━━━ Extrait du document ━━━
Les clips de la semaine #266 – Partie 1

La musique ça s’écoute, mais parfois ça se regarde aussi. Chaque semaine, La Face B vous sélectionne les clips qui ont fait vibrer ses yeux et ses oreilles. Tout de suite, on vous invite à découvrir la première partie de notre 266ème sélection des clips de la semaine.

jean – ARTICULE!

Si il y a une chose qu’on a parfois tendance à oublier dans la musique de jean, c’est sa part d’humour. Elle est bien cachée, mais elle donne à sa musique un petit supplément, une petite bouée pour remonter à la surface et ne pas tout prendre au sérieux.

Un exemple ? Appelez un morceau ARTICULE! alors que le but même de celui-ci est de mettre en scène un garçon tellement au bord du gouffre que ses paroles, bien que sensées, en finissent par devenir parfois inaudible. ARTICULE! est aussi un exemple parfait du jeu d’équilibriste de jean, entre une musique parfaitement dansante et un texte souvent hyper sombre, porté par des réminiscences et des histoires d’autodestruction et de verre de trop.

Amateur assumé de cinéma, jean prend un soin tout particulier à la confection de ses vidéos. Après nous avoir offert son pendant cinématographique, il passe dans un univers plus brut en forme de mini-documentaire pour la vidéo accompagnant ARTICULE!

La caméra de Arthur Bartoli le suit au plus près avec son comparse ju!es alors que les deux s’apprête à donner un concert à Lyon le soir même de la sortie de C’est quand même bizarre. On les suit au court de cette journée, entre le voyage en train, les balances, le concert, la rencontre avec les fans et la fête qui suit. Surtout, on réalise la grande complicité qui cimente cette équipe de pote qui se pousse mutuellement à aller plus loin.

Et après une boule noire et une maroquinerie complète, c’est désormais le Trabendo qui est en ligne de mire ainsi qu’une tournée partout en France.

De notre côté, on a eu le plaisir de retrouver jean pour discuter avec lui de son album et on vous partagera ça très prochainement !

8ruki – CRÉSILLE

8ruki nous offre une nouvelle extension de son projet PoweredByRuki. Et ce
volet-là, FREE IA, confirme la singularité de l’artiste. Le clip de CRÉSILLE, titre flatteur à son image aux intonations robotiques, reflète l’émerveillement de 8ruki pour toutes les tendances jugées has-been : le dab, l’emploi du terme swag, et, dans le clip, des hashtags clignotants en typographie brutale et grasse.

Les créations 8ruki-esques paraissent toujours fait maison et accessibles, dans leur spontanéité apparente. Mais en réalité, il débloque à chaque fois un nouveau niveau d’originalité. Les images distordues et le côté goofy qu’il revendique font de lui une perle rare.

Pas étonnant qu’il veuille libérer l’intelligence artificielle : elle ne pourra jamais égaler l’ovni intemporel qu’est 8ruki.
━━━
Reproduisez à l'identique le passage de l'article sur les clips de la semaine qui va de « Les clips de » jusqu'à « de la semaine. » inclus.
━━━ Données fournies ━━━
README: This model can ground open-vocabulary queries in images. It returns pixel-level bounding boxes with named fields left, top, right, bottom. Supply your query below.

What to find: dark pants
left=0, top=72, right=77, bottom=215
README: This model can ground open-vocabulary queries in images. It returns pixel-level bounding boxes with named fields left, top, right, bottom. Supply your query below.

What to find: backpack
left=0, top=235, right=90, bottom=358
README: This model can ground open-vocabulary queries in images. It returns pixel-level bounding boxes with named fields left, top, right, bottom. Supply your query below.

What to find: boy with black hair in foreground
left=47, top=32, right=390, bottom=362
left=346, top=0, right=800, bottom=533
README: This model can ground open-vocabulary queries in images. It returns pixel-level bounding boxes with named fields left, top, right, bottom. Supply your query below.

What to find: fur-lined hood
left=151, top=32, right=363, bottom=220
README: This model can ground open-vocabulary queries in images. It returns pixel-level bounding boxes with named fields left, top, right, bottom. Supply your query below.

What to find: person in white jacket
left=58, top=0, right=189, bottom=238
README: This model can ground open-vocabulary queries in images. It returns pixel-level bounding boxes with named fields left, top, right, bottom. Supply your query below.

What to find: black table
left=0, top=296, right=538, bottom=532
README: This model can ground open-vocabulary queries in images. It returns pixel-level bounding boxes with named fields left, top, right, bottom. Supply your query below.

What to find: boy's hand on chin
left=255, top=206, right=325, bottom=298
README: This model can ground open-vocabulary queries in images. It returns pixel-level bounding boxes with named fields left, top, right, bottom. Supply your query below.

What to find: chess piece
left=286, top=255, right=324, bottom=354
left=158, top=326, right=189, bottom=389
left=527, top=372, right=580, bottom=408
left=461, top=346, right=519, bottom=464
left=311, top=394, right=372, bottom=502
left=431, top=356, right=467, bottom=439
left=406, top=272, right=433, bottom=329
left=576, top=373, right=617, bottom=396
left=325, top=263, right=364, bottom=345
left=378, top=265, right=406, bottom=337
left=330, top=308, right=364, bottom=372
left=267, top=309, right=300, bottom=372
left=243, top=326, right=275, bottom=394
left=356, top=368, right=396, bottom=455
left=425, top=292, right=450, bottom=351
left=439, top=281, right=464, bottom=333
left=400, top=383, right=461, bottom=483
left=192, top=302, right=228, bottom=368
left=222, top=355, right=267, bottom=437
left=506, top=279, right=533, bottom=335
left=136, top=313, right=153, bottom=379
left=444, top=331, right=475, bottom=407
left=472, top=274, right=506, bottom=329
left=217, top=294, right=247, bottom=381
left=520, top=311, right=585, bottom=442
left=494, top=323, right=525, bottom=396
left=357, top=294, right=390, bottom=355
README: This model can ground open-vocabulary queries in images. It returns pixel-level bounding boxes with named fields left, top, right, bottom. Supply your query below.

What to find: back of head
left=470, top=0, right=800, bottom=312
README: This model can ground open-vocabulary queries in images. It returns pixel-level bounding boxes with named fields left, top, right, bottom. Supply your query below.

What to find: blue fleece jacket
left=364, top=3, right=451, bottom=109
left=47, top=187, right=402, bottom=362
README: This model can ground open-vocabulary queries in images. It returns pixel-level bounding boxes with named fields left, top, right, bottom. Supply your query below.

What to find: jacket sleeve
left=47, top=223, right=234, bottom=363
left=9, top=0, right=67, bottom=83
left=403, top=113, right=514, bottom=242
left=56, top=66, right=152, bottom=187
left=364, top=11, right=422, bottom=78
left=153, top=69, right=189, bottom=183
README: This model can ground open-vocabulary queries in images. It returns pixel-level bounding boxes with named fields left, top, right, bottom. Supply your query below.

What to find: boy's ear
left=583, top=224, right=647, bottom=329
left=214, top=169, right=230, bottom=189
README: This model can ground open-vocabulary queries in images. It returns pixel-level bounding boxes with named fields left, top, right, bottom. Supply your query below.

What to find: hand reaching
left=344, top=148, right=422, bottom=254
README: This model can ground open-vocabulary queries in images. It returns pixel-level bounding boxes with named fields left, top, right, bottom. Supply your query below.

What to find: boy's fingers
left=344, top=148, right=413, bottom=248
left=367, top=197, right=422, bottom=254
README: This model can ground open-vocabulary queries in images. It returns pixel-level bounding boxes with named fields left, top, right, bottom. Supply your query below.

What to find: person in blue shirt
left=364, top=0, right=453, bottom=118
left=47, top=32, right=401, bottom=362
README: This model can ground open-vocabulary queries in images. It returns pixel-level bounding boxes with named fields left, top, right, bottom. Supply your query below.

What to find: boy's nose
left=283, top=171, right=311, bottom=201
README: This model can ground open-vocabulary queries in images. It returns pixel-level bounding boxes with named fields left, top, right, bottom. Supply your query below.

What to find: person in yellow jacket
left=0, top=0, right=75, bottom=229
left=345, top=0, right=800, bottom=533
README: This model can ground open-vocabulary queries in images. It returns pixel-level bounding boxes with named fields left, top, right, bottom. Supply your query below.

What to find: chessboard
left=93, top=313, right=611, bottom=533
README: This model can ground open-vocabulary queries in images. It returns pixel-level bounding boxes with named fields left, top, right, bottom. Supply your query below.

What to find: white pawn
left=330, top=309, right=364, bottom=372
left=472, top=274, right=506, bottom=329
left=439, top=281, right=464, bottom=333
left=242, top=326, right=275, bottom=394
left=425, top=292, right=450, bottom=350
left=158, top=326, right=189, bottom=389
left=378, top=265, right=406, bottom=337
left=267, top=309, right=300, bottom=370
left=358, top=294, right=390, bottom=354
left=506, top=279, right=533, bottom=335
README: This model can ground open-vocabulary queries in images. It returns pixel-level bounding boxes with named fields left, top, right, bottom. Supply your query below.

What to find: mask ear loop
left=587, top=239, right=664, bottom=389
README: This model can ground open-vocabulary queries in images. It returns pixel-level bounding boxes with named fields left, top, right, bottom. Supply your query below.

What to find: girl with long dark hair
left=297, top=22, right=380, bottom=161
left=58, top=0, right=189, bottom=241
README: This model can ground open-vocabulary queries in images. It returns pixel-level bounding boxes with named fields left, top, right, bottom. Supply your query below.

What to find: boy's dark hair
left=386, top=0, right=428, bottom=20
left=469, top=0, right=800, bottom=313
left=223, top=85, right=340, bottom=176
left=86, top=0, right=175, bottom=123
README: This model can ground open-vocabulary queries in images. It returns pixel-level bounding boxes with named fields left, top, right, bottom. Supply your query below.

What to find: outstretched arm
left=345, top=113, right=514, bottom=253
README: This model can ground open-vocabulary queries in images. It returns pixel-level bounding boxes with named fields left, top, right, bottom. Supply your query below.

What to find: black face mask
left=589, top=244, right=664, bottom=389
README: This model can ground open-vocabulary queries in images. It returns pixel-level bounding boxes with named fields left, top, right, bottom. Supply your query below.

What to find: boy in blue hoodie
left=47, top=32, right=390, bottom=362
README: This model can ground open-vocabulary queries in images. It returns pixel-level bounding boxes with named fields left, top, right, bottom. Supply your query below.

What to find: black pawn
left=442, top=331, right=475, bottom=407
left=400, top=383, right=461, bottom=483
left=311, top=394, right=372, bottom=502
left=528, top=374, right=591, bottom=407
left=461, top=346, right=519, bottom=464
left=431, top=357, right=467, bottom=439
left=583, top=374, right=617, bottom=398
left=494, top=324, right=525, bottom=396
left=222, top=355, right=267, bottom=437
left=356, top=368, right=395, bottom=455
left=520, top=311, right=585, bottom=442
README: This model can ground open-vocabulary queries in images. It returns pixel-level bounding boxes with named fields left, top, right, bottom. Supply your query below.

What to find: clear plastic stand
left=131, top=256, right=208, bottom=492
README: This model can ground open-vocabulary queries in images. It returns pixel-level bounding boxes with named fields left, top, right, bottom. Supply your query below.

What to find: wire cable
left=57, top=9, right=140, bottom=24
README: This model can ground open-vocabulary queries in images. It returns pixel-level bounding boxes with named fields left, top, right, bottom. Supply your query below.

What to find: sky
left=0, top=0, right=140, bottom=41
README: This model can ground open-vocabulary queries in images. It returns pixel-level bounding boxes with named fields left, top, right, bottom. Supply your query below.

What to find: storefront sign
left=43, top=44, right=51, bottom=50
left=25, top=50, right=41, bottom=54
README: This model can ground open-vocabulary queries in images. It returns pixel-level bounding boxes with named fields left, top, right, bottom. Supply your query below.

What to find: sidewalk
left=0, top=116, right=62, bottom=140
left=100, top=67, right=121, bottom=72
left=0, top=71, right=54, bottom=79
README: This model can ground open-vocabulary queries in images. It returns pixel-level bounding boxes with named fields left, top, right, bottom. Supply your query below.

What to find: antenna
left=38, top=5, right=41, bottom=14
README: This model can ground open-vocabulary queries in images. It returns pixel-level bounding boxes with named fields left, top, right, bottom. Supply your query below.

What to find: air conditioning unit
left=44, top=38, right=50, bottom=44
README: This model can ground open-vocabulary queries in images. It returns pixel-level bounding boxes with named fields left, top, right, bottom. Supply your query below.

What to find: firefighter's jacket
━━━
Réponse ::
Les clips de la semaine #266 – Partie 1

La musique ça s’écoute, mais parfois ça se regarde aussi. Chaque semaine, La Face B vous sélectionne les clips qui ont fait vibrer ses yeux et ses oreilles. Tout de suite, on vous invite à découvrir la première partie de notre 266ème sélection des clips de la semaine.